*DIRECTIVE*
In the stretch of the Utah district court decision from "This court concludes" through "Rule 60(b) motion.", change "bankruptcy court" to "lower court" and give that stretch again.

*SELECTED EXCERPT*

United States District Court, D. Utah

March 17, 2017

JOHN SAGGIANI, Appellant,
v.
D. RAY STRONG, as the trustee of the Consolidated Legacy Debtors Liquidating Trust and D. RAY STRONG, as the trustee of the Castle Arch Opportunity Partners I Liquidating Trust, Appellees.

          MEMORANDUM DECISION AND ORDER UPHOLDING THE BANKRUPCY COURT'S ORDER DENYING RULE 60(B) RELIEF

          JILL N. PARRISH, UNITED STATES DISTRICT COURT JUDGE

         John Saggiani appeals from the bankruptcy court's denial of his Rule 60(b)(1) and (6) motion for relief from a final settlement order. He argues that the bankruptcy court abused its discretion when it determined that the requirements of Rule 60(b) had not been satisfied. Mr. Saggiani further argues that if relief from the final order is granted, he has a meritorious defense that he neglected to assert before the order was entered.

         This court concludes that the bankruptcy court did not abuse its discretion when it determined that Mr. Saggiani had not satisfied the requirements of Rule 60(b). The court, therefore, affirms the bankruptcy court's denial of his Rule 60(b) motion.

         BACKGROUND

         Castle Arch Real Estate Investment Company, LLC (Castle Arch Investment)[1] and two affiliated companies-Castle Arch Opportunity Partners I, LLC (Castle Arch Partners I) and Castle Arch Opportunity Partners II, LLC (Castle Arch Partners II)-filed for Chapter 11 bankruptcy. Each of these three companies was assigned to a separate liquidating trust and D. Ray Strong was appointed as the trustee of all three liquidating trusts. Mr. Saggiani was an equity holder in Castle Arch Partners I and became a beneficiary of the Castle Arch Partners I Trust.

         A number of claims existed between Castle Arch Investment and Castle Arch Partners I and Castle Arch Partners II. Because Mr. Strong was the trustee of all three of the liquidating trusts that administered the assets of these companies, he had a conflict of interest regarding these intercompany claims. The bankruptcy court, therefore, entered an order that set forth formal Conflict Resolution Procedures (CRPs) for the intercompany claims. The CRPs created special alternative procedures for resolving these intercompany claims. Under these procedures, the attorneys hired to represent each of the three trusts would advocate for each trust's rights and a neutral conflicts referee would resolve the intercompany claims.

*RAW RECORDS*

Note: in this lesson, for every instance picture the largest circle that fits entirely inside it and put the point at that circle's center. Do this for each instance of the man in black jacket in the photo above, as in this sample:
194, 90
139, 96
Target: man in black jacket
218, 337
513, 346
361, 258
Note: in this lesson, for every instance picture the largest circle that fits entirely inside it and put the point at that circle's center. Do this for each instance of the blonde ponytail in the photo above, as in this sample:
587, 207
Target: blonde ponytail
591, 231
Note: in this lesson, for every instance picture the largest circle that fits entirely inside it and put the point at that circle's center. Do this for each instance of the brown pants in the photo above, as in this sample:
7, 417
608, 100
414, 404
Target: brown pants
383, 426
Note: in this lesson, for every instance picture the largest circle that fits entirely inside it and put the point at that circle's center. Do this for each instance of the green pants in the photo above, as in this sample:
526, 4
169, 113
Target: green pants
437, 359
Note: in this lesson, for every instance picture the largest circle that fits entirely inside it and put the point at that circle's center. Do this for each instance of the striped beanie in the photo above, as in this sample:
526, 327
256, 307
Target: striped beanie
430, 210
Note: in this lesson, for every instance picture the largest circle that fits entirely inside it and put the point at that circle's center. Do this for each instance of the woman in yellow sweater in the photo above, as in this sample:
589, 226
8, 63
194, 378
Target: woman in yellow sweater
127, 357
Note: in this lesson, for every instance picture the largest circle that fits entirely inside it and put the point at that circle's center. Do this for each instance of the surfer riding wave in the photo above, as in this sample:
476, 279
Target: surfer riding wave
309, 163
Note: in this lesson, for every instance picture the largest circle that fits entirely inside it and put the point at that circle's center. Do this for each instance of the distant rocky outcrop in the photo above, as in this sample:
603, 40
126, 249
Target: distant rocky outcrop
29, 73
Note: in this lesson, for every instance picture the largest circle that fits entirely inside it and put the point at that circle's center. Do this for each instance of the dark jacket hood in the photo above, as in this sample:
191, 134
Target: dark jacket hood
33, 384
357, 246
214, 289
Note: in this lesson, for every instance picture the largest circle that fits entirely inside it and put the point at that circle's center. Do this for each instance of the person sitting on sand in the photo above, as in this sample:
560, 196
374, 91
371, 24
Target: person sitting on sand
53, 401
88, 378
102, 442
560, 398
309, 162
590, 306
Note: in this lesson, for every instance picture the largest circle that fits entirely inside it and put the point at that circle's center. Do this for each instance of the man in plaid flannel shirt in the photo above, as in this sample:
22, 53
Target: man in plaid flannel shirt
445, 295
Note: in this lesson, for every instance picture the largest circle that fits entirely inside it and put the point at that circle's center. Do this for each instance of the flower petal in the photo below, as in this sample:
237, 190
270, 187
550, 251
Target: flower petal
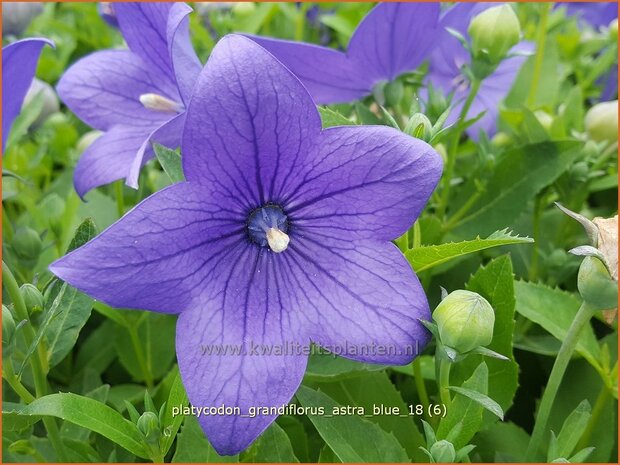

*REPLY*
This court concludes that the lower court did not abuse its discretion when it determined that Mr. Saggiani had not satisfied the requirements of Rule 60(b). The court, therefore, affirms the lower court's denial of his Rule 60(b) motion.